:: Requirement ::
Identify every line in the records below that contains the word "dirt", matching case exactly, and copy each of those lines.

:: Material for this exercise ::
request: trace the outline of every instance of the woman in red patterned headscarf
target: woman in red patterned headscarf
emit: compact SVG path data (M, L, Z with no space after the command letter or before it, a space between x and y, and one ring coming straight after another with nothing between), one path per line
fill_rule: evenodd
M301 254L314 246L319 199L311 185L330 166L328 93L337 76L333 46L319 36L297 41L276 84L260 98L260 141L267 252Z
...
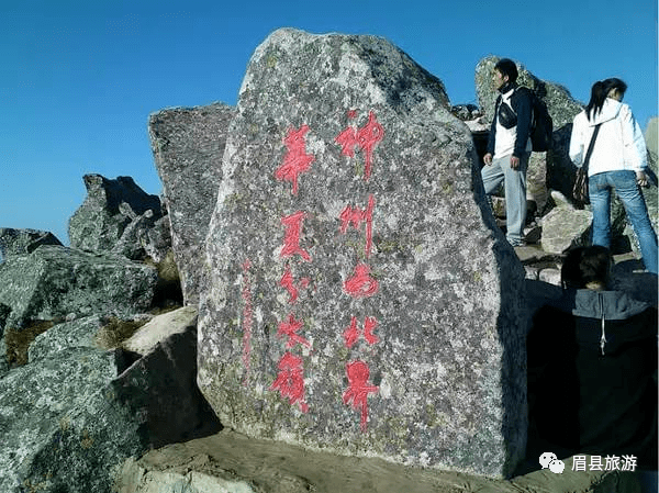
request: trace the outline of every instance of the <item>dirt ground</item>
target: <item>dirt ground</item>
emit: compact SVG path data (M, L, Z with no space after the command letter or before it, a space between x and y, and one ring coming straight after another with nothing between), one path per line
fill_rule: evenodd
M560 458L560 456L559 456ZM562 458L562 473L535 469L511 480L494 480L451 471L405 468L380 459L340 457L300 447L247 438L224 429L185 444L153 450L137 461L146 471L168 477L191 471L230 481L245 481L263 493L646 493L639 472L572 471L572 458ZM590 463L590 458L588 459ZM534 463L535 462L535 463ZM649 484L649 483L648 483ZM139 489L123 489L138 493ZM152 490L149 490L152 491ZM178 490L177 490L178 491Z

:: Final answer ::
request: trace the outline of every instance of the <item>dirt ground</item>
target: <item>dirt ground</item>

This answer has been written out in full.